• Problem to solve: When you restate the records, do so word for word and omit any picture they contain.

Natural language region descriptions:
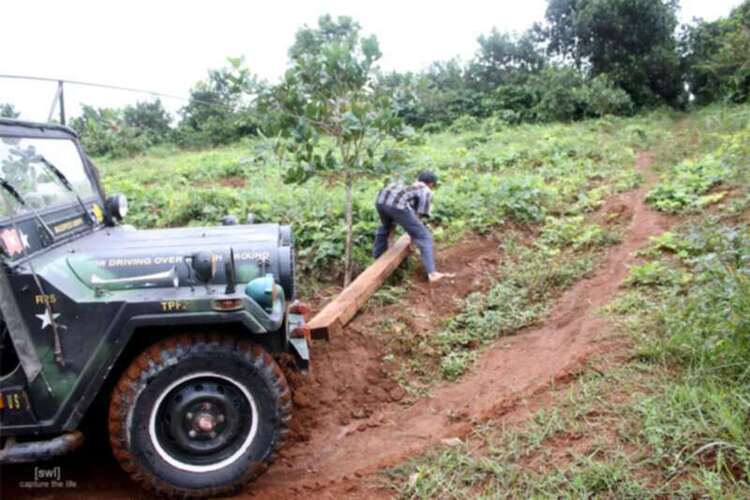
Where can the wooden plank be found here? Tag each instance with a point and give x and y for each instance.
(337, 313)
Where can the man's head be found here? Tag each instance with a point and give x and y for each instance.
(428, 178)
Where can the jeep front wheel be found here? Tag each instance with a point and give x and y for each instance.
(194, 416)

• Solved problem:
Where can the wooden plank be found here? Tag each instance with a point and give x and y for each instance.
(337, 313)
Where can the man's head be found here? Tag each instance with a point and give x and y for each instance.
(428, 178)
Where can the jeep front wheel be found here? Tag each instance with a point and give x and y for each instance.
(194, 416)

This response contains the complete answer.